Task statement:
Word for word, restate the lines from the start of the data below through the line containing "find the hazy sky in the photo above".

(Stored data entries)
####

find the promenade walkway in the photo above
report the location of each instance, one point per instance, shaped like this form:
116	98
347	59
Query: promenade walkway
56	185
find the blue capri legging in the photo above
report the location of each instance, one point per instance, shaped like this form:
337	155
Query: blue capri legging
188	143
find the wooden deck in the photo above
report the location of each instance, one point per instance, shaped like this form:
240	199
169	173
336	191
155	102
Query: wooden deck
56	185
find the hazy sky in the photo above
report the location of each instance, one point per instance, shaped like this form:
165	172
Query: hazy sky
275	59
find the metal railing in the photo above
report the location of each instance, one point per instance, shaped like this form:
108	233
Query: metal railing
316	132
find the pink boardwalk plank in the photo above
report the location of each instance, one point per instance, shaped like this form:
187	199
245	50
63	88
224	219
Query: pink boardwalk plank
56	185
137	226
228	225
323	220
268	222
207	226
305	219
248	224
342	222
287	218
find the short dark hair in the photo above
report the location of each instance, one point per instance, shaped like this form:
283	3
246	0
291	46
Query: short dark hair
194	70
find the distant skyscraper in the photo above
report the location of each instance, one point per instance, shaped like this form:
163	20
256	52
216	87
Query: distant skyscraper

####

Response to the exercise:
find the promenade walkway in the photo above
report the location of each instance, one point per instance, shaped like this form:
116	98
347	59
Query: promenade walkway
56	185
find the blue capri legging in the photo above
report the location of each instance, one point per instance, shaped like this form:
337	155
Query: blue capri legging
188	143
find the wooden deck in the photo above
report the location of each instance, one point per instance, shaped like this form:
240	199
169	173
336	191
155	102
Query: wooden deck
56	185
find the hazy sky in the photo above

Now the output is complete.